**Problem statement**.
Format these lines as a Markdown table with two columns, Row and Line, numbering each line in order and omitting blank lines.

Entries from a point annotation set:
********
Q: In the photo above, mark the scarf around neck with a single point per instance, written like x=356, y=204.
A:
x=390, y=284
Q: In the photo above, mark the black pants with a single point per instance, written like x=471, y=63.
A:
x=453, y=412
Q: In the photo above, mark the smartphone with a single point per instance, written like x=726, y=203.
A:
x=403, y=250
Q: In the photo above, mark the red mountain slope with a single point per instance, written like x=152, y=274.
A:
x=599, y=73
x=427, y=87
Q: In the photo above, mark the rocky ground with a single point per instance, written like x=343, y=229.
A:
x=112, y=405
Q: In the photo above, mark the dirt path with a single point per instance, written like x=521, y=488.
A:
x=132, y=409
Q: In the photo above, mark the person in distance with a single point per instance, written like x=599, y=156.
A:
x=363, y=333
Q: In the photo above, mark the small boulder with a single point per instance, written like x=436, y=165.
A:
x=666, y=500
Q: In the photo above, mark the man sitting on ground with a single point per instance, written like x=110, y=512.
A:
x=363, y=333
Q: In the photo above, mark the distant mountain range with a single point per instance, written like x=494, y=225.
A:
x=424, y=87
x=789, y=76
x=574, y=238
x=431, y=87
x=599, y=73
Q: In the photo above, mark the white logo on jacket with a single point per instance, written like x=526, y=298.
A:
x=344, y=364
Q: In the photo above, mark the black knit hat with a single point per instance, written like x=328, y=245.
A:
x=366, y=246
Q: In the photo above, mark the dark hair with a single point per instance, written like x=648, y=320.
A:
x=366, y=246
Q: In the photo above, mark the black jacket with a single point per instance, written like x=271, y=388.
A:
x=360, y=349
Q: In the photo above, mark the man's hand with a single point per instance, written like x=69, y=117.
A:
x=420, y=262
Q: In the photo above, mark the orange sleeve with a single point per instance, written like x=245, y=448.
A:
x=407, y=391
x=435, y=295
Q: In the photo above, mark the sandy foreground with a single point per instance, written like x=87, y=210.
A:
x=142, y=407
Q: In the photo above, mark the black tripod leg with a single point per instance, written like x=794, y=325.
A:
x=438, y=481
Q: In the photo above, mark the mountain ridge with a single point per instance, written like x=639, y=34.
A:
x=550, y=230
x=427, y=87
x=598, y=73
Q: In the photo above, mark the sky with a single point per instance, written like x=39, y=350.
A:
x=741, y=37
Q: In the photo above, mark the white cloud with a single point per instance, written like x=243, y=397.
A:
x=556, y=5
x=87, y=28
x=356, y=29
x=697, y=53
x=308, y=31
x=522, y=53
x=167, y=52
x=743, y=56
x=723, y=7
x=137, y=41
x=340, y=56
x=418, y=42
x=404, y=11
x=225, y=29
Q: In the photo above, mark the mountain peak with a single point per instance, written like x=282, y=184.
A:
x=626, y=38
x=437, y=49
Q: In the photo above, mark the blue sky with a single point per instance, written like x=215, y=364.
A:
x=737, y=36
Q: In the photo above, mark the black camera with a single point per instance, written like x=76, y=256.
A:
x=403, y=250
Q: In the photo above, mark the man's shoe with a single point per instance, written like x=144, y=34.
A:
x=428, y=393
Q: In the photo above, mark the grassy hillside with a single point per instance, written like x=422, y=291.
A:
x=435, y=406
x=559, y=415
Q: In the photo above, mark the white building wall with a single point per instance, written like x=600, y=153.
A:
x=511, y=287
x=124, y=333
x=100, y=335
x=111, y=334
********
**Worked solution**.
| Row | Line |
|---|---|
| 1 | Q: In the photo above, mark the scarf around neck with a single point per instance, written like x=356, y=204. |
| 2 | A: |
| 3 | x=390, y=284 |
| 4 | Q: In the photo above, mark the black pants with a single point per instance, written like x=471, y=63. |
| 5 | A: |
| 6 | x=453, y=412 |
| 7 | Q: In the photo above, mark the smartphone with a single point per instance, written like x=726, y=203. |
| 8 | A: |
| 9 | x=403, y=250 |
| 10 | Q: In the photo above, mark the red mountain slope with a single point per instance, written like x=152, y=274. |
| 11 | A: |
| 12 | x=599, y=73 |
| 13 | x=427, y=87 |
| 14 | Q: In the photo above, mark the rocky ground with a single point per instance, written like x=343, y=229. |
| 15 | A: |
| 16 | x=112, y=405 |
| 17 | Q: In the photo above, mark the dirt path with a single point per instance, written like x=521, y=488. |
| 18 | A: |
| 19 | x=132, y=409 |
| 20 | Q: In the photo above, mark the person in distance with a single point per instance, written like x=599, y=156. |
| 21 | A: |
| 22 | x=363, y=333 |
| 23 | Q: In the photo above, mark the small boulder with a single point per instance, written like x=436, y=165. |
| 24 | A: |
| 25 | x=666, y=500 |
| 26 | Q: In the photo above, mark the man sitting on ground with a single point per instance, written like x=110, y=512. |
| 27 | A: |
| 28 | x=363, y=333 |
| 29 | Q: In the photo above, mark the distant mountain range with a single point per instance, written like x=494, y=225. |
| 30 | A: |
| 31 | x=424, y=87 |
| 32 | x=789, y=76 |
| 33 | x=574, y=238 |
| 34 | x=431, y=87 |
| 35 | x=599, y=73 |
| 36 | Q: In the photo above, mark the white logo on jacket with a single point per instance, written like x=526, y=298. |
| 37 | A: |
| 38 | x=344, y=364 |
| 39 | Q: In the photo above, mark the black knit hat with a single point per instance, written like x=328, y=245. |
| 40 | A: |
| 41 | x=366, y=246 |
| 42 | Q: In the photo above, mark the dark hair with a single point per instance, written like x=648, y=320. |
| 43 | A: |
| 44 | x=366, y=246 |
| 45 | Q: In the photo above, mark the black jacket with a single point per instance, written like x=271, y=388. |
| 46 | A: |
| 47 | x=360, y=349 |
| 48 | Q: In the photo above, mark the man's hand with a single point per instance, written like x=69, y=117. |
| 49 | A: |
| 50 | x=420, y=262 |
| 51 | Q: In the photo above, mark the orange sleeve with a single point per instance, written like x=245, y=448. |
| 52 | A: |
| 53 | x=407, y=391 |
| 54 | x=435, y=295 |
| 55 | Q: In the photo above, mark the sandy foreground with a single point per instance, written like x=87, y=210. |
| 56 | A: |
| 57 | x=142, y=407 |
| 58 | Q: In the photo above, mark the black tripod leg with a single point per instance, written like x=794, y=325. |
| 59 | A: |
| 60 | x=438, y=481 |
| 61 | Q: In the photo above, mark the mountain ridge with a single point per instance, written like x=639, y=34. |
| 62 | A: |
| 63 | x=550, y=230 |
| 64 | x=427, y=87 |
| 65 | x=598, y=73 |
| 66 | Q: In the photo above, mark the sky with a single point per instance, written like x=39, y=350. |
| 67 | A: |
| 68 | x=741, y=37 |
| 69 | Q: In the photo above, mark the white cloud with a single point per instance, written like x=243, y=397. |
| 70 | A: |
| 71 | x=556, y=5 |
| 72 | x=87, y=28 |
| 73 | x=356, y=29 |
| 74 | x=697, y=53 |
| 75 | x=308, y=31 |
| 76 | x=522, y=53 |
| 77 | x=167, y=52 |
| 78 | x=743, y=56 |
| 79 | x=723, y=7 |
| 80 | x=137, y=41 |
| 81 | x=340, y=56 |
| 82 | x=418, y=42 |
| 83 | x=404, y=11 |
| 84 | x=225, y=29 |
| 85 | Q: In the photo above, mark the mountain peak with a single point per instance, written like x=282, y=184. |
| 86 | A: |
| 87 | x=626, y=38 |
| 88 | x=437, y=49 |
| 89 | Q: In the photo above, mark the blue sky with a single point per instance, written like x=215, y=364. |
| 90 | A: |
| 91 | x=737, y=36 |
| 92 | Q: In the photo above, mark the black camera with a single point per instance, written like x=76, y=256. |
| 93 | A: |
| 94 | x=403, y=250 |
| 95 | Q: In the photo above, mark the man's shoe with a single point per instance, written like x=144, y=34. |
| 96 | A: |
| 97 | x=428, y=393 |
| 98 | Q: In the photo above, mark the grassy hillside with a single point per instance, written like x=422, y=291. |
| 99 | A: |
| 100 | x=435, y=406 |
| 101 | x=559, y=415 |
| 102 | Q: In the photo above, mark the white building wall with a single point per instance, written like x=600, y=153. |
| 103 | A: |
| 104 | x=511, y=287 |
| 105 | x=124, y=333 |
| 106 | x=100, y=335 |
| 107 | x=111, y=334 |